What to work on: Set down the full listing exactly, character for character.

-- Data excerpts start --

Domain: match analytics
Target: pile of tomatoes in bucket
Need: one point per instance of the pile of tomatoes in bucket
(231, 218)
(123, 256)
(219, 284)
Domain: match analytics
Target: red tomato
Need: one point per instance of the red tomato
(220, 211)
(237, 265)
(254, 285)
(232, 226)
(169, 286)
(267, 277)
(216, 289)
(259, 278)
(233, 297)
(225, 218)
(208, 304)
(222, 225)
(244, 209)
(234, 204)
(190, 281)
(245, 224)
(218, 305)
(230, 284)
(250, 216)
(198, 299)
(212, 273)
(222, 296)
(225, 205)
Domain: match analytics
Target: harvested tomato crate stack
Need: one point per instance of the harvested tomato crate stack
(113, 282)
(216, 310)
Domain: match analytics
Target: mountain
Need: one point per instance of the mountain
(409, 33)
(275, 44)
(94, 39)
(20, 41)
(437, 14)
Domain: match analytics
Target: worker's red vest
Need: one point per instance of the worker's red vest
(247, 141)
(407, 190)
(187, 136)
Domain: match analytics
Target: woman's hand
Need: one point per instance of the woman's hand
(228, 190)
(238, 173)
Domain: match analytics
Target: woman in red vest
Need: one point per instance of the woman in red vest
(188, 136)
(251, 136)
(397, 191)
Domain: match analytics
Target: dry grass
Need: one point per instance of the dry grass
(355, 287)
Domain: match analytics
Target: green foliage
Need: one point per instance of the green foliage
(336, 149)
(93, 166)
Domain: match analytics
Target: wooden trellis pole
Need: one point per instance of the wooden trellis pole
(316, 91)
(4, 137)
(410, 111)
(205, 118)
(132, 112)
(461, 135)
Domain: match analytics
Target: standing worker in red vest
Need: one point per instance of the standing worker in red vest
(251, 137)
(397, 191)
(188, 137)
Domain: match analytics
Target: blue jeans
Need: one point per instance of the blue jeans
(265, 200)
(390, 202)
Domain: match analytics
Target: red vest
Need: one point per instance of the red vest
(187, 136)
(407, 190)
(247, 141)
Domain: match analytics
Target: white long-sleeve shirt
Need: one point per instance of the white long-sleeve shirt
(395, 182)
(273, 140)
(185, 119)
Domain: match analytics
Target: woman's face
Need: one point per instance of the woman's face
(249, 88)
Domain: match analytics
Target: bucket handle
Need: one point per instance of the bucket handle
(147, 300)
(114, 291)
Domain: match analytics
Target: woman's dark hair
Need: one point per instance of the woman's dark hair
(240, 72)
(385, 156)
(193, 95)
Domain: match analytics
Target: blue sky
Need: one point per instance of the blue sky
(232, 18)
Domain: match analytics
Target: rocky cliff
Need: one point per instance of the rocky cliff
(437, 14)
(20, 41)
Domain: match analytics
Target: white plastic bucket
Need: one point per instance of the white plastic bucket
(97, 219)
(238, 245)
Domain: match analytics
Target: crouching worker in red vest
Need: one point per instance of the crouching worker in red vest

-- Data excerpts end --

Exercise answer:
Domain: match analytics
Target: pile of tomatoes in bucket
Need: one point per instance of the pile of tomatoes in bucket
(231, 218)
(123, 256)
(219, 284)
Domain: match analytics
Target: red tomato
Need: one point per instance of the red tomato
(220, 211)
(237, 265)
(254, 285)
(232, 226)
(169, 286)
(267, 277)
(216, 289)
(259, 278)
(233, 297)
(225, 218)
(208, 304)
(222, 225)
(244, 209)
(234, 204)
(190, 281)
(245, 224)
(218, 305)
(230, 284)
(250, 216)
(198, 299)
(212, 273)
(222, 296)
(225, 205)
Domain: match analytics
Target: harvested tomato crate stack
Need: one point per instance of the harvested tomato crate stack
(113, 282)
(216, 310)
Domain: match analytics
Target: mountain
Need: one point per instance of the mountain
(409, 33)
(275, 44)
(94, 39)
(20, 41)
(437, 14)
Domain: match analytics
Target: worker's red vest
Need: one point per instance of the worker's red vest
(247, 141)
(407, 190)
(187, 136)
Domain: match analytics
Target: woman's hand
Need: one point per instance of the woman's hand
(228, 190)
(238, 173)
Domain: match analytics
Target: woman in red vest
Need: one point per instance of the woman in red vest
(188, 136)
(251, 136)
(397, 191)
Domain: match analytics
Target: dry grass
Need: one point per instance of the dry grass
(355, 287)
Domain: match analytics
Target: green foliage
Need: one point per instance of the green foliage
(336, 149)
(93, 166)
Domain: match analytics
Target: wooden trellis pole
Need: one point per instance of the wooden trellis pole
(316, 91)
(4, 137)
(410, 111)
(205, 118)
(132, 112)
(461, 135)
Domain: match analytics
Target: standing worker in red vest
Need: one point per instance of the standing worker in red vest
(251, 137)
(397, 191)
(188, 137)
Domain: match analytics
Target: blue jeans
Need: one point per instance of the blue jeans
(265, 200)
(390, 202)
Domain: match analytics
Target: red vest
Need: one point per instance of the red vest
(187, 136)
(407, 190)
(247, 141)
Domain: match analytics
Target: white long-sleeve shirt
Need: one point per instance of the white long-sleeve shirt
(395, 182)
(273, 140)
(185, 119)
Domain: match analytics
Target: woman's face
Need: one point per instance of the woman's face
(249, 88)
Domain: match analytics
Target: bucket handle
Need: one point per instance of the bucket handle
(147, 300)
(114, 291)
Domain: match analytics
Target: woman's dark hair
Need: one point per instance of the woman's dark hair
(240, 72)
(385, 156)
(193, 95)
Domain: match analytics
Target: blue sky
Need: one point per instance of the blue sky
(232, 18)
Domain: match analytics
Target: rocky cliff
Need: one point per instance of the rocky cliff
(437, 14)
(20, 41)
Domain: match analytics
Target: white plastic bucket
Need: one point per instance of the white plastic bucket
(97, 219)
(238, 245)
Domain: match analytics
Target: crouching worker in red vest
Need: one point per instance of the crouching worker in red vest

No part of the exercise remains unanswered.